* **Work instructions**
Work through the data below and state how many lines contain "even", giving that number alone.

* **Data provided**
========
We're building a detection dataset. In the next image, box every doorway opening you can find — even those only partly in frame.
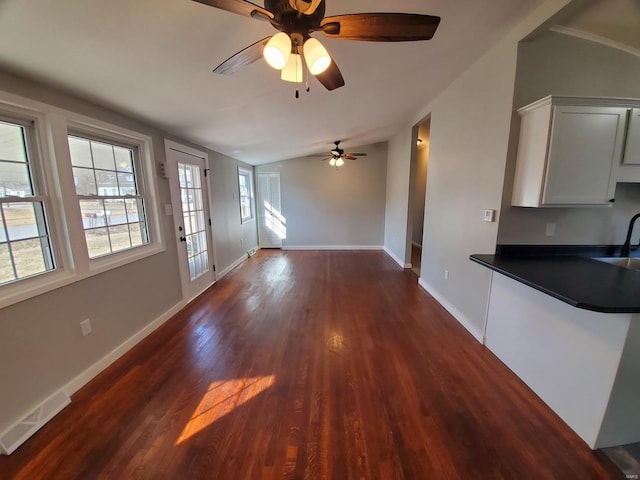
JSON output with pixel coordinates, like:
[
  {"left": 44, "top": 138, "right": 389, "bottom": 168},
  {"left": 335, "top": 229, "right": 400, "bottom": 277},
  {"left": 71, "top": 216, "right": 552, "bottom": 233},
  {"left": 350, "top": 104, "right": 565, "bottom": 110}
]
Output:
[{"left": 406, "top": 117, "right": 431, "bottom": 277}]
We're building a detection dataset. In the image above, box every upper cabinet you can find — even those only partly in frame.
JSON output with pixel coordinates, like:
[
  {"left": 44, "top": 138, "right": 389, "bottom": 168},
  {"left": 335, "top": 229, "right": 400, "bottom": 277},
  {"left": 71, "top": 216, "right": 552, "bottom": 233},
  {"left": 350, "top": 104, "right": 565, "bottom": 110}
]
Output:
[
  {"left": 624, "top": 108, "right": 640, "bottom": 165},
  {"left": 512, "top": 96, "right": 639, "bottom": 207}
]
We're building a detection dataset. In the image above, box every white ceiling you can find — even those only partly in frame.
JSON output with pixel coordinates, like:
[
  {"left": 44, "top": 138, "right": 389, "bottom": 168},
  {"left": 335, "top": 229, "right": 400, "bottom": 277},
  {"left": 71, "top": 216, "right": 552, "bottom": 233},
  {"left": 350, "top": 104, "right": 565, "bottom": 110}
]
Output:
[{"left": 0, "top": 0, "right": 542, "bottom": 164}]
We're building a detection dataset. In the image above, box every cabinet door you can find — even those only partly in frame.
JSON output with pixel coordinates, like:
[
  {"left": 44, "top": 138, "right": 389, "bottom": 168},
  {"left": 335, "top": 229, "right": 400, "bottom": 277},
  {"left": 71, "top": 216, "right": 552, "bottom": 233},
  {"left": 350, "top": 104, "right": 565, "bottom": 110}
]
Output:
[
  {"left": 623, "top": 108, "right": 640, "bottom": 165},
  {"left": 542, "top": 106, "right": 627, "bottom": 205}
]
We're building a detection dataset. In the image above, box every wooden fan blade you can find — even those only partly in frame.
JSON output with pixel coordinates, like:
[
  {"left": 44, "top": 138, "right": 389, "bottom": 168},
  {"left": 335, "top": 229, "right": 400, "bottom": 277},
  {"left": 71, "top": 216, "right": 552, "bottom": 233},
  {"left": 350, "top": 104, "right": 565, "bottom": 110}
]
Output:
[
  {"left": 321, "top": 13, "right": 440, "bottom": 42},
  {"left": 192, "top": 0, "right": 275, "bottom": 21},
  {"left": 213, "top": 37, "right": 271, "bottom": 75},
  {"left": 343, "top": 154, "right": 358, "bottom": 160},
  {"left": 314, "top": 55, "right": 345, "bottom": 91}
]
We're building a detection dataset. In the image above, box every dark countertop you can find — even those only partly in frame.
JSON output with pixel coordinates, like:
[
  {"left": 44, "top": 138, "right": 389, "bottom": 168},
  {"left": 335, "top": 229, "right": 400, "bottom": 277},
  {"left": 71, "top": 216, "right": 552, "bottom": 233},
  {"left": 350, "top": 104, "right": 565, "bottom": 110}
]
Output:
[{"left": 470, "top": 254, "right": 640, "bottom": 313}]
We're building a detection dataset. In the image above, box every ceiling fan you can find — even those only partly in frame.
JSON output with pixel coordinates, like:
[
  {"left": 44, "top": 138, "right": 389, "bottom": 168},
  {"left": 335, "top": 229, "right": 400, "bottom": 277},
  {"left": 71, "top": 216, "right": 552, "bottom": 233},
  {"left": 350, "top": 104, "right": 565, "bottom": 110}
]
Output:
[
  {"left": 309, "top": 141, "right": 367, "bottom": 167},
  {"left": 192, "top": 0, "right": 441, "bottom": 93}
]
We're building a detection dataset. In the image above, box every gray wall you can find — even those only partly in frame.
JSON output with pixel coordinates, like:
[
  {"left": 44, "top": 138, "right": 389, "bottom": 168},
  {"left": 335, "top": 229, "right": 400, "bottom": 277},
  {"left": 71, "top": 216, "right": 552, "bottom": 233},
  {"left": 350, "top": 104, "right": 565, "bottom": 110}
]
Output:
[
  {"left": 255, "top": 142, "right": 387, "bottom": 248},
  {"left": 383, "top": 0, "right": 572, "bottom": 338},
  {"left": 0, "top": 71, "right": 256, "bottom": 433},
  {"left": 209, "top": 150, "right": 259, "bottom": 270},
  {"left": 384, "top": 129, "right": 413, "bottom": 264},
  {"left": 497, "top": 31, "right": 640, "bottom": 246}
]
========
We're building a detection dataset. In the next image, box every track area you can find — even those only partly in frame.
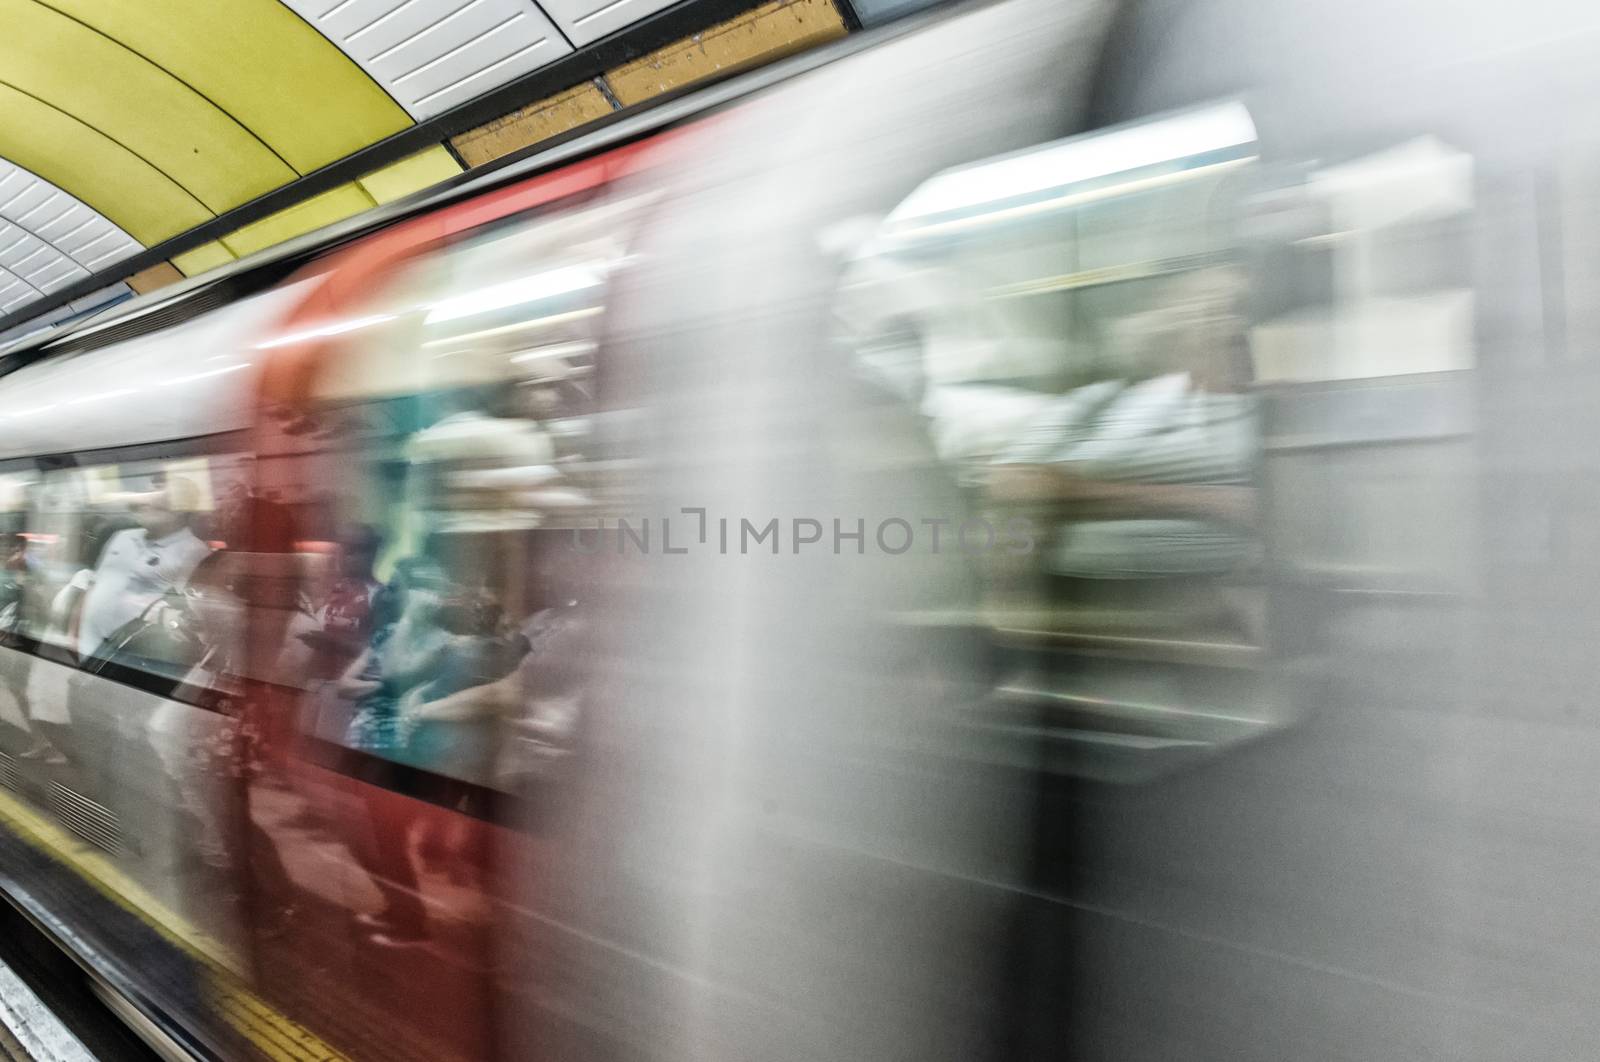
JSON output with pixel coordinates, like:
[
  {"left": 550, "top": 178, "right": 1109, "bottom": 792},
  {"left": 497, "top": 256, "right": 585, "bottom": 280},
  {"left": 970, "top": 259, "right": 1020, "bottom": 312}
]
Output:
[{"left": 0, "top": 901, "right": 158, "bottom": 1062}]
========
* **Written response**
9